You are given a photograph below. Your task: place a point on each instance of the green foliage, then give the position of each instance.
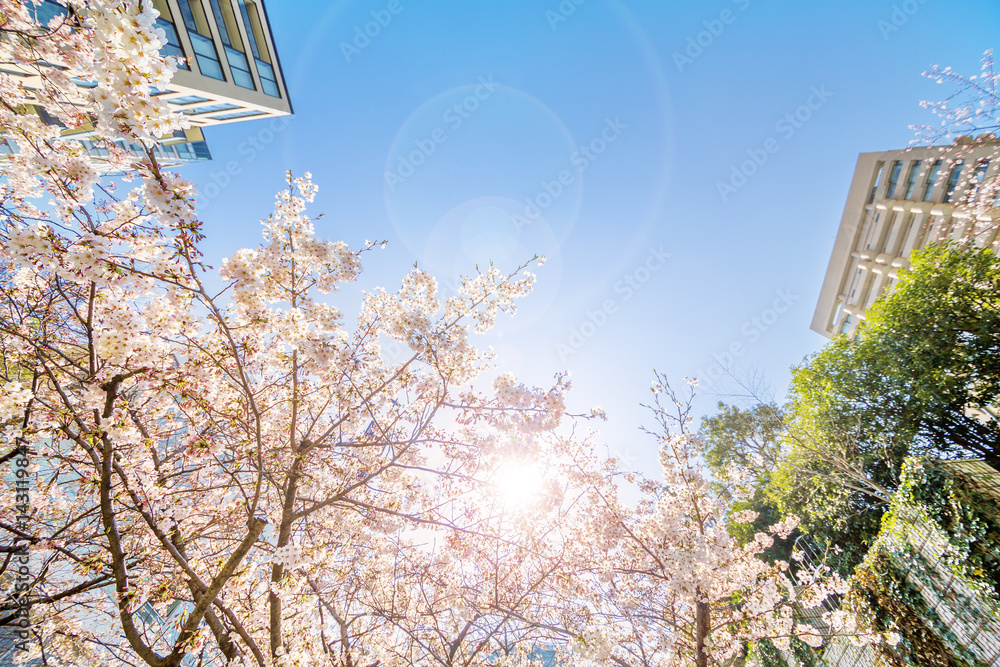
(766, 654)
(750, 439)
(928, 350)
(939, 510)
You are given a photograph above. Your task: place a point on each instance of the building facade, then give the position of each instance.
(899, 202)
(229, 72)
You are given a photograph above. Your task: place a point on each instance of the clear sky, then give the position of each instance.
(597, 132)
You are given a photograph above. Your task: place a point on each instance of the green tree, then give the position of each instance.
(750, 439)
(925, 361)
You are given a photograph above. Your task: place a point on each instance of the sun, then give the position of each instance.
(519, 483)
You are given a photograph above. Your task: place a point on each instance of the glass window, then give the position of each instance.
(911, 179)
(890, 188)
(238, 114)
(255, 31)
(978, 176)
(932, 175)
(190, 99)
(209, 109)
(45, 12)
(194, 17)
(173, 45)
(267, 79)
(208, 59)
(956, 173)
(879, 168)
(226, 22)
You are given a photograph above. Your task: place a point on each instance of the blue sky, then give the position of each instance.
(597, 134)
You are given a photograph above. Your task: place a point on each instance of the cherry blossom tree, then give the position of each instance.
(229, 474)
(237, 475)
(969, 118)
(678, 589)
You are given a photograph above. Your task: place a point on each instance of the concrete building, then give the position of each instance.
(229, 71)
(899, 202)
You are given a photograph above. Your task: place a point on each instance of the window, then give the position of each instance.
(978, 176)
(190, 99)
(232, 44)
(904, 234)
(194, 17)
(173, 45)
(890, 188)
(258, 46)
(46, 11)
(238, 114)
(255, 31)
(209, 109)
(911, 179)
(871, 231)
(204, 50)
(931, 181)
(879, 168)
(953, 176)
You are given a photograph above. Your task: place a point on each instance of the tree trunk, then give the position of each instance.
(702, 624)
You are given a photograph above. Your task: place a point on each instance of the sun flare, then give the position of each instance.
(519, 483)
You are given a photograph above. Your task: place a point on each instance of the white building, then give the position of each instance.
(900, 201)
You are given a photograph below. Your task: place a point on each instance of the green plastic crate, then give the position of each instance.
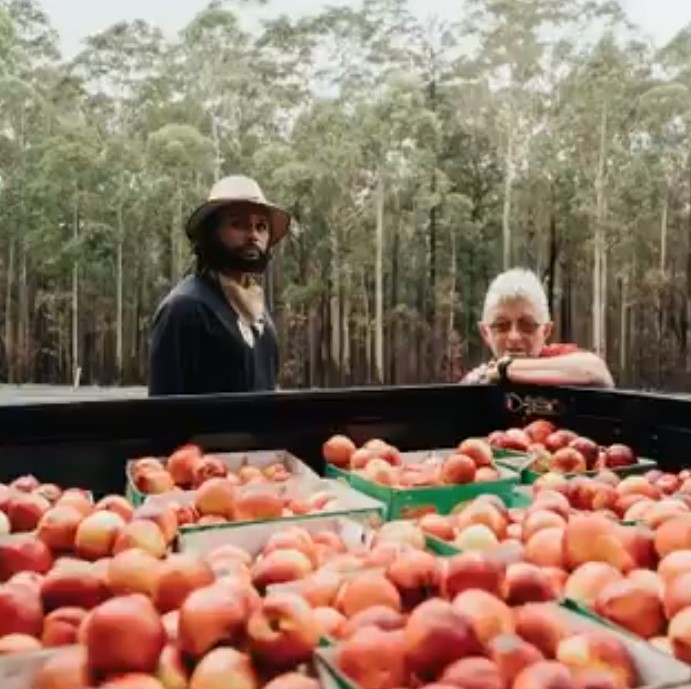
(410, 503)
(515, 460)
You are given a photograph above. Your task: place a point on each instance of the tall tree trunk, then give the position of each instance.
(393, 330)
(599, 240)
(379, 284)
(118, 297)
(23, 344)
(9, 315)
(76, 368)
(345, 326)
(553, 252)
(334, 303)
(367, 316)
(508, 189)
(623, 332)
(451, 321)
(688, 275)
(661, 287)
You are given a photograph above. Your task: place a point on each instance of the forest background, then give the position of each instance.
(418, 159)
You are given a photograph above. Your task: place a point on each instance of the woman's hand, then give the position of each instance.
(480, 375)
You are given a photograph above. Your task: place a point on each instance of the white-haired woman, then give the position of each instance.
(516, 325)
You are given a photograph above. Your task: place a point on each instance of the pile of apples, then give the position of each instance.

+-------+

- [Short exercise]: Change every "photograph" in the listing above to "image" and write out the whole listing again with no other alterations. Omit the pictures.

- [Finished answer]:
You are given a image below. Your task: place a point on each instance of the green foliage, then give the position of each instance.
(766, 654)
(750, 439)
(928, 350)
(939, 510)
You are given a image above. Your task: place a point on each instance of the building facade, then give the position of each instance.
(899, 202)
(229, 72)
You are given a image above. Your task: place a point on each instance of the clear sky, then give the position of each instance.
(597, 132)
You are given a image above. Your task: place a point on each instance of the green tree, then give the position of each instance.
(750, 439)
(925, 361)
You are given a image above. Your task: place a point on each instance of the sun, then give the position of each instance.
(519, 483)
You are given a image above. Your task: place a point on each instance of the glass window, then give the position of each instance.
(911, 179)
(890, 188)
(238, 114)
(255, 31)
(978, 176)
(932, 175)
(190, 99)
(209, 109)
(45, 12)
(194, 17)
(173, 45)
(267, 79)
(208, 59)
(956, 173)
(879, 168)
(226, 22)
You are given a image above. Your task: place a point on each instance of the blue sky, then give the position of each instance.
(597, 134)
You are given a image above. Your task: place a point on each instance of the cherry blossom tree, then give the position of each instance.
(229, 474)
(237, 475)
(969, 118)
(678, 589)
You are given a image above. Your task: place a point on each instance of the concrete building, then give the position of each instance.
(229, 71)
(899, 202)
You are given a image above. Your task: place a point on each instance of the window, then give the position of each instance.
(978, 176)
(190, 99)
(232, 44)
(904, 234)
(194, 17)
(173, 45)
(890, 188)
(258, 46)
(46, 11)
(238, 114)
(255, 31)
(209, 109)
(911, 179)
(871, 231)
(204, 50)
(931, 181)
(879, 168)
(953, 176)
You are given a image above. Your task: place a point on each instance of the tree trunk, then give the position of each instance.
(702, 624)
You are given a image above. Your task: place a point on each instance of the sun flare, then give the position of each instance.
(519, 483)
You are given a image above. Your task: place a point on each instance of the white building, then give the position of each instance.
(900, 201)
You are given a image below. Your task: place a point on each instance of the green plastic crate, then give the position of each instance.
(410, 503)
(515, 460)
You are given a image above. Your task: place a point on each instance of the tall tree trunk, then give the position of each instance.
(393, 330)
(599, 240)
(379, 284)
(118, 297)
(23, 344)
(9, 315)
(76, 368)
(345, 326)
(553, 252)
(334, 303)
(367, 316)
(508, 189)
(623, 332)
(451, 321)
(688, 275)
(661, 287)
You are given a image above. Your task: place a point on each instance of the forest background, then give the position of each instance.
(418, 159)
You are given a image above. Your task: place a point on each instance of the woman's hand, then give the position of each instance.
(480, 375)
You are given a image above. Your task: place a point on each instance of the white-haired woman, then give the position of each instance.
(516, 325)
You are given a image above. Your task: place a point on each instance of the pile of apples, then give the position of each instance.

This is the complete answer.